◆ Exercise prompt:
Please begin at the line that has "Tag any visible large building." and stop after the line that has "[199,215,217,228]", writing out every row in that span again with each bounding-box coordinate shifted by -147. Return only those rows.

◆ Extracted entries:

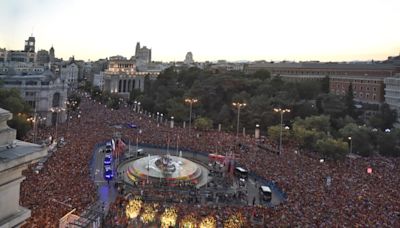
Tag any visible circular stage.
[121,155,208,184]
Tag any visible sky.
[0,0,400,61]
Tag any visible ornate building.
[135,42,151,65]
[103,56,144,97]
[0,71,68,126]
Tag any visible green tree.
[0,88,33,139]
[268,124,291,142]
[351,127,373,157]
[368,103,397,131]
[378,130,400,157]
[293,121,326,149]
[321,75,330,94]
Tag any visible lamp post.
[347,136,353,154]
[50,107,65,142]
[170,116,174,128]
[232,102,247,138]
[274,108,290,155]
[133,101,137,112]
[185,98,199,135]
[254,124,260,139]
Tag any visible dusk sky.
[0,0,400,61]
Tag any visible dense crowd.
[21,92,400,227]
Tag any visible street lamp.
[254,124,260,139]
[170,116,174,128]
[232,102,247,138]
[274,108,290,155]
[347,136,353,154]
[50,107,65,142]
[185,98,199,135]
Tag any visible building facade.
[384,74,400,125]
[103,56,144,97]
[183,51,194,64]
[0,71,68,126]
[135,42,151,65]
[245,62,400,104]
[60,62,79,88]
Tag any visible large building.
[104,56,144,97]
[183,51,194,64]
[135,42,151,65]
[24,36,35,52]
[245,62,400,104]
[0,108,47,228]
[384,74,400,124]
[36,50,50,66]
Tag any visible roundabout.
[118,151,209,187]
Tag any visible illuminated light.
[224,213,245,228]
[125,198,142,219]
[180,215,197,228]
[140,203,158,224]
[161,208,178,228]
[199,215,217,228]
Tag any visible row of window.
[335,90,376,100]
[332,84,377,92]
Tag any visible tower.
[24,36,35,52]
[183,52,194,64]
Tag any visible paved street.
[92,142,282,211]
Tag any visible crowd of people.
[21,91,400,227]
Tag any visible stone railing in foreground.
[0,108,47,228]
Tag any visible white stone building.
[0,71,68,126]
[384,74,400,125]
[60,62,79,88]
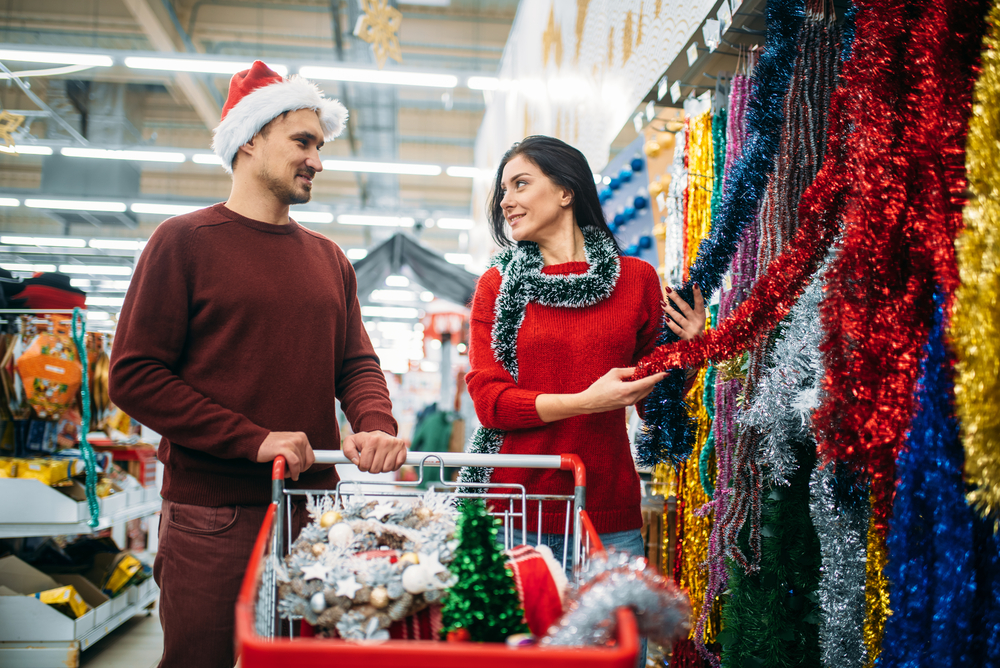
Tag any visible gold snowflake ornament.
[354,0,403,69]
[0,110,24,146]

◆ Task solution:
Tag any visible large building.
[-43,-91,-3,-50]
[36,-96,47,-83]
[-12,-105,4,-82]
[-123,-111,-112,-95]
[98,-85,253,-43]
[-147,-39,-100,81]
[237,-73,253,-23]
[-111,-97,-97,-81]
Tag any visible roundabout.
[-29,4,62,40]
Tag any visible illuminated light.
[77,66,98,81]
[-22,51,-5,72]
[33,68,50,81]
[-7,56,11,77]
[14,61,31,81]
[52,68,70,81]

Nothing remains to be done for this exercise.